▶ Data rows
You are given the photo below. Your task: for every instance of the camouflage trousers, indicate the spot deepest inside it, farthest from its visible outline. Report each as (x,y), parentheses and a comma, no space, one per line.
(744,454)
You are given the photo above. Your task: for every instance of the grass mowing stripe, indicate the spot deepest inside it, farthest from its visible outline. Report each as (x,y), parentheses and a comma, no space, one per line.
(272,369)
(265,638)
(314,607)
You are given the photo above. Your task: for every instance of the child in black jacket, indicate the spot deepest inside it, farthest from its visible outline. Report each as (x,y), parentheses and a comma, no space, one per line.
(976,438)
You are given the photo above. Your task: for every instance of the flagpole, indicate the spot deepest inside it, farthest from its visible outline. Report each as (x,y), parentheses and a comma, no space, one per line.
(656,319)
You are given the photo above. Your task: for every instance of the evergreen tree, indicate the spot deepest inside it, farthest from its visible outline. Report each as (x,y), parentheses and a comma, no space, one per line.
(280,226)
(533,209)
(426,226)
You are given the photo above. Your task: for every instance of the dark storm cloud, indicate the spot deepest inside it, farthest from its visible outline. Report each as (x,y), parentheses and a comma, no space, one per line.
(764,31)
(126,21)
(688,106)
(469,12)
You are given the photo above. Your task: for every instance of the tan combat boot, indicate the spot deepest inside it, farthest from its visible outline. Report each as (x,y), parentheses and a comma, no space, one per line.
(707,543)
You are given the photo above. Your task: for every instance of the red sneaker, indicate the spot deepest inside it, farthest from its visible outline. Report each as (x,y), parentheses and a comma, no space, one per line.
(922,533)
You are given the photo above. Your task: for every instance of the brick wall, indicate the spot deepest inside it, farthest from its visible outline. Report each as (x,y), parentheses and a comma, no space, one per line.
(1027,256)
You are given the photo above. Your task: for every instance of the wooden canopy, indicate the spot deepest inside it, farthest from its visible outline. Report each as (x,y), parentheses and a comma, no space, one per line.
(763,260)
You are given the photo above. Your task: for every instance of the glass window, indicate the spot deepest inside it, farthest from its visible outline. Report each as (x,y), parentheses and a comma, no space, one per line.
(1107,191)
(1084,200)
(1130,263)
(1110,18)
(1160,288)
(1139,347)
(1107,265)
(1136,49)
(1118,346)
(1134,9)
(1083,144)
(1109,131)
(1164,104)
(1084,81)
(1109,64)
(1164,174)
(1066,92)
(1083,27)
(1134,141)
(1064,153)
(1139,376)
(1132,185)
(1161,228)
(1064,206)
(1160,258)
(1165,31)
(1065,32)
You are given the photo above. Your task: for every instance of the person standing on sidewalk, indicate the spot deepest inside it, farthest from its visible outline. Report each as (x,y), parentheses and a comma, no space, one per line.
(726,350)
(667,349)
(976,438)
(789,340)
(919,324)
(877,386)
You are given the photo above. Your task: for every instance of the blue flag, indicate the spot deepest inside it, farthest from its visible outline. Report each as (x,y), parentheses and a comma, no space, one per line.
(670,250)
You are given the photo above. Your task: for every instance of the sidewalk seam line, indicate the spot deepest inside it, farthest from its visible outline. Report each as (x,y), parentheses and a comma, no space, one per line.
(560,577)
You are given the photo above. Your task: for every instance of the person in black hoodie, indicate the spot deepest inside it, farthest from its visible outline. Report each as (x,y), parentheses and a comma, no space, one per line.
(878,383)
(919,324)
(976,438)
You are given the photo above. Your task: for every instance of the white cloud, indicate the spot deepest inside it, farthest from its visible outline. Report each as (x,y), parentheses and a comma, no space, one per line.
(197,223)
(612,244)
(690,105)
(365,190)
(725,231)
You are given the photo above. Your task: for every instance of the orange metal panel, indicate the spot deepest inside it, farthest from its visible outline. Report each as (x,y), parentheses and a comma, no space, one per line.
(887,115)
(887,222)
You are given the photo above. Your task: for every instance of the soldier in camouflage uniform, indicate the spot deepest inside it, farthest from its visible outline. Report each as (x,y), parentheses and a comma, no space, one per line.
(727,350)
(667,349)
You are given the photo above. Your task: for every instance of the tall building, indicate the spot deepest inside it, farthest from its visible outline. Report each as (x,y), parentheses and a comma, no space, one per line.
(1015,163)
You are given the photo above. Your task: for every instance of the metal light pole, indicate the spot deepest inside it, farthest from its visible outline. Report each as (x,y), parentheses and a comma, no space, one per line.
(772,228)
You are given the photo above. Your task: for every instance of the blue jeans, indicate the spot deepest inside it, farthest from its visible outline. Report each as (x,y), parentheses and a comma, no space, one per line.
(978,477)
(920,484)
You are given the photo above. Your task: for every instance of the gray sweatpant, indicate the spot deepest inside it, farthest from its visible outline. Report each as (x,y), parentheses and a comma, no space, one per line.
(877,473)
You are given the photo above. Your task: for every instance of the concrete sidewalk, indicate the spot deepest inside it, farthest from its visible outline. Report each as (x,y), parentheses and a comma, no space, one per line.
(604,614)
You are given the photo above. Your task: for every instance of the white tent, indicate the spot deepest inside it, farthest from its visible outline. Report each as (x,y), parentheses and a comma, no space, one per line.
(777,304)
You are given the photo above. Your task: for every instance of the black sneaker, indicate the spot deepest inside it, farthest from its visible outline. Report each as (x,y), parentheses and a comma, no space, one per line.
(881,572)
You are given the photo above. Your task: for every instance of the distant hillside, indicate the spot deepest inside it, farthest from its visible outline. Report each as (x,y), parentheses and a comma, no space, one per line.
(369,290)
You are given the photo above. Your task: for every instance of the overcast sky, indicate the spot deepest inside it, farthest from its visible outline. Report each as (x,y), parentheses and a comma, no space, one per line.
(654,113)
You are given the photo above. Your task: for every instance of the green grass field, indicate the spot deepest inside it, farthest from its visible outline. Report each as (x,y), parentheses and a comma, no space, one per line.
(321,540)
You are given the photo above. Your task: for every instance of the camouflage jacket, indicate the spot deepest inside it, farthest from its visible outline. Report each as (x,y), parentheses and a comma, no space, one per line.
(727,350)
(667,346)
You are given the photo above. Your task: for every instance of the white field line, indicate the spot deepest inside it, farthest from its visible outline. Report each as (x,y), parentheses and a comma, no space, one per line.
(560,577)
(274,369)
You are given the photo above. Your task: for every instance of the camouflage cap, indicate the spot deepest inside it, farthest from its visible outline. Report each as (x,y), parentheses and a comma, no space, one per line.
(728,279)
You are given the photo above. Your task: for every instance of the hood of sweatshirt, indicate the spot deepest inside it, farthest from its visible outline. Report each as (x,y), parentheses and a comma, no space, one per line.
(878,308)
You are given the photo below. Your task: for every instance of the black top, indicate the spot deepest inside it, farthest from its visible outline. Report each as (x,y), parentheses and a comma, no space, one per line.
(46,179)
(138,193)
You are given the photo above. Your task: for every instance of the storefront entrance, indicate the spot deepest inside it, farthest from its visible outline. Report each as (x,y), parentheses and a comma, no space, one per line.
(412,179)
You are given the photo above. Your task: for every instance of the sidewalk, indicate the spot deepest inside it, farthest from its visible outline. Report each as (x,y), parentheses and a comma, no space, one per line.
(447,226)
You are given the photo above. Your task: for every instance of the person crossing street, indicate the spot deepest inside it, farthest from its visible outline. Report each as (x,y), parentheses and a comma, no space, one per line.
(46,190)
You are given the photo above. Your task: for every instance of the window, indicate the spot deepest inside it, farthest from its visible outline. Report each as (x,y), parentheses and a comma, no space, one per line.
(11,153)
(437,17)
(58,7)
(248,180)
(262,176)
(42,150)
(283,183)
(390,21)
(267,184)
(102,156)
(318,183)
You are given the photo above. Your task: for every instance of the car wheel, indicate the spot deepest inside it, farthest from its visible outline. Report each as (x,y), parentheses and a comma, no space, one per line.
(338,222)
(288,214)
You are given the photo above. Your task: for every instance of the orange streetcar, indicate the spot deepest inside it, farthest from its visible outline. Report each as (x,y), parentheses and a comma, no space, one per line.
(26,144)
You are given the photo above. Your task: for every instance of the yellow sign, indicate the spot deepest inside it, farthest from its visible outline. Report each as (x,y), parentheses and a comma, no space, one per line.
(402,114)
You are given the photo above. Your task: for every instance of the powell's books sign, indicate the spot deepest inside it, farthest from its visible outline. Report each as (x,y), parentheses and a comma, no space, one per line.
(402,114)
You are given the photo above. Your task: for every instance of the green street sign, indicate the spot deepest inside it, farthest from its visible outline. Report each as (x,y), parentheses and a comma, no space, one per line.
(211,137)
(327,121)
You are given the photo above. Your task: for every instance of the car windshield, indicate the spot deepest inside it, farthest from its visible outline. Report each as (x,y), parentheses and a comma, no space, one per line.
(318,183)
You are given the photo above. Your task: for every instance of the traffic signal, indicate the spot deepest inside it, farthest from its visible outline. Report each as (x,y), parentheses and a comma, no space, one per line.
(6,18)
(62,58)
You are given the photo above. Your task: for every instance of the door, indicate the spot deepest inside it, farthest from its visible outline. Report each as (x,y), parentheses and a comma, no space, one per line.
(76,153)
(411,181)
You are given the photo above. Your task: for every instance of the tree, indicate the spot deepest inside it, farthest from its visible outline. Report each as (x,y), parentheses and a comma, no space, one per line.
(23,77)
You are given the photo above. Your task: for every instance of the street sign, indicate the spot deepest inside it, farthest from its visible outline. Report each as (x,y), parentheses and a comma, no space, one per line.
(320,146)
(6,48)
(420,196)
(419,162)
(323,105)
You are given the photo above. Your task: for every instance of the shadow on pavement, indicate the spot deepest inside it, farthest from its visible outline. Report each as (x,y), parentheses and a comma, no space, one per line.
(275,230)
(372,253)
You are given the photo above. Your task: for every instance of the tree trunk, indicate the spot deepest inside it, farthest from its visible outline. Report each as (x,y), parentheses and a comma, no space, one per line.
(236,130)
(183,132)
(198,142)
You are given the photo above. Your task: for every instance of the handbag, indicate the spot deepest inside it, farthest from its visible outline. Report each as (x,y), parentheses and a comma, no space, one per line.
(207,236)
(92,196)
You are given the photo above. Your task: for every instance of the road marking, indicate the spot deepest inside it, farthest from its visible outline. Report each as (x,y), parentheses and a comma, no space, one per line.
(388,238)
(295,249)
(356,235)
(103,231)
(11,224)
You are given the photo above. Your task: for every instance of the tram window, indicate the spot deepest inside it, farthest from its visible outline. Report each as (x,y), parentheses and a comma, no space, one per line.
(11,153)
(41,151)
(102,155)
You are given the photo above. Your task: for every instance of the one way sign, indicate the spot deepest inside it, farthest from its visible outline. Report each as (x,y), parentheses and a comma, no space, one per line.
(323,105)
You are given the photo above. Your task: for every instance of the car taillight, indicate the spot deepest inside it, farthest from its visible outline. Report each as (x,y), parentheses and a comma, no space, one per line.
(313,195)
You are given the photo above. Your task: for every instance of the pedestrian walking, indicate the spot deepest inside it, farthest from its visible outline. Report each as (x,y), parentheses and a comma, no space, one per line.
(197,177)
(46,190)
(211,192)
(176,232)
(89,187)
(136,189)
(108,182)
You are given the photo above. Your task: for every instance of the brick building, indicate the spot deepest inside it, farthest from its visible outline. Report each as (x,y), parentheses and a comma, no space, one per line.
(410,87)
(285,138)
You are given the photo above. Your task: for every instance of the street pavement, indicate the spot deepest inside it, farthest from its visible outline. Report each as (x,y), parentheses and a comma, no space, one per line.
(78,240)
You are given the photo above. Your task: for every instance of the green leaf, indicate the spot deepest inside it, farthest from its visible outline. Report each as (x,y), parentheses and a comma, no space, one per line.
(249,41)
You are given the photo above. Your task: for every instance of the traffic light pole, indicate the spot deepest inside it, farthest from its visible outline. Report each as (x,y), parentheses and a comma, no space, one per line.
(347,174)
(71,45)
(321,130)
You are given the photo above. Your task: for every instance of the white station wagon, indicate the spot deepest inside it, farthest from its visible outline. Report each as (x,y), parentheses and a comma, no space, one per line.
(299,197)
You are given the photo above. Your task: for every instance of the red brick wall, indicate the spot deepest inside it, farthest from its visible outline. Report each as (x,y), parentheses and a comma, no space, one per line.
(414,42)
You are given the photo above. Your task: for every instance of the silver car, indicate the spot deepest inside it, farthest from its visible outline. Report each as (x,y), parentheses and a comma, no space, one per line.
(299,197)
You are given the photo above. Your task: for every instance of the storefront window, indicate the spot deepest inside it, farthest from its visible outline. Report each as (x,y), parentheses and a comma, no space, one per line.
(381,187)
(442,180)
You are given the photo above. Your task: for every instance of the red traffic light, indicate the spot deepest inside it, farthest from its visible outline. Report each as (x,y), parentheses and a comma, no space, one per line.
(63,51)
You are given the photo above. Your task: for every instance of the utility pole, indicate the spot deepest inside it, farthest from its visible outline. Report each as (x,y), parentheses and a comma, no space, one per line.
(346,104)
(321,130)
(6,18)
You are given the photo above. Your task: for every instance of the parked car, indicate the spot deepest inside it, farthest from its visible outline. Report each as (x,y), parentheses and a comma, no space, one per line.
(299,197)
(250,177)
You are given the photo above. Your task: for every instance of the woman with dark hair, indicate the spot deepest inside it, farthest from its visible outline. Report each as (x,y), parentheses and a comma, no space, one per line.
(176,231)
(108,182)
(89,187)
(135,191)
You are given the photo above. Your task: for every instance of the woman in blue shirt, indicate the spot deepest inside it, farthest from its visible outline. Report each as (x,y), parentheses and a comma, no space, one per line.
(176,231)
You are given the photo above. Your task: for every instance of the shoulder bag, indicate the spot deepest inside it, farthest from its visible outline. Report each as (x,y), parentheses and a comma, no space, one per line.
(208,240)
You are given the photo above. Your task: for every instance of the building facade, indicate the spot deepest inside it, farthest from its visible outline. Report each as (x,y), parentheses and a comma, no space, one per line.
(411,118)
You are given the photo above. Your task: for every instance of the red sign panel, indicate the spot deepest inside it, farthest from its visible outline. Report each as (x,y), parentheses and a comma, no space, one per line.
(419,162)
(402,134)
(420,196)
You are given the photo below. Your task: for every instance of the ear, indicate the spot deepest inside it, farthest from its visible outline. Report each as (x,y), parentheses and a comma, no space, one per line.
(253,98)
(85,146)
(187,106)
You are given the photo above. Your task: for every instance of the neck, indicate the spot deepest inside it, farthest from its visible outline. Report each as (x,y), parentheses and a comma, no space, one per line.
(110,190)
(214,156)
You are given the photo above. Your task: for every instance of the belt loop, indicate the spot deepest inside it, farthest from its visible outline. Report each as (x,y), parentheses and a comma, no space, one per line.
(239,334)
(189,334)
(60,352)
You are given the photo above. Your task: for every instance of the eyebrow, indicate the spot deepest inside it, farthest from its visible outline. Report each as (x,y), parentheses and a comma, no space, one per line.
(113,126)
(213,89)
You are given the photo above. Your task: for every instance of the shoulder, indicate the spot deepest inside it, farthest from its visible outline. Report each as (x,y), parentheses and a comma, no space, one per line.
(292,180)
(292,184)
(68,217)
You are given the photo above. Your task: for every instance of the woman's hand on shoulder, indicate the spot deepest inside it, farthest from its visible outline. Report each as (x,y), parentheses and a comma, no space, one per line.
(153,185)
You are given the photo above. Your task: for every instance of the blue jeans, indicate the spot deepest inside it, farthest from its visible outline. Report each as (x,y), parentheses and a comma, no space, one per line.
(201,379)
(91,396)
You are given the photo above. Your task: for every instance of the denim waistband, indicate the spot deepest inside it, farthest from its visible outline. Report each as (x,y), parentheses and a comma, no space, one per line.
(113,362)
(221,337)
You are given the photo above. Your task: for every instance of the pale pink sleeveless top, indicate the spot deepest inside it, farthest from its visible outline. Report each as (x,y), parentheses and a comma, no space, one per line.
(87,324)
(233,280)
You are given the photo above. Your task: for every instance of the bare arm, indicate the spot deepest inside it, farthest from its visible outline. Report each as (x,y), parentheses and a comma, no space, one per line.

▶ Given instruction
Reproduce precisely the span of lines that begins at the line containing "of the denim" and ends with the last line of the listing.

▶ Full output
You are given the photo above. Your task: for every instance of the denim waistband, indicate the spot deepest inside it, farthest from its visible outline. Report each as (x,y), parentheses and a comma, no space, one per line.
(113,362)
(221,337)
You are given the photo above. Your task: for every instance of the pale pink sleeveless top, indicate the spot deepest inside it, farthest from its visible outline. Report each as (x,y), parentheses and a comma, no space, one per line.
(87,324)
(233,280)
You are given the photo above. Your task: for every instance of the bare arm, indicate the spot deepest inside it, farthest from its visible outline. Report each as (x,y), parentheses and a comma, no space, one per line.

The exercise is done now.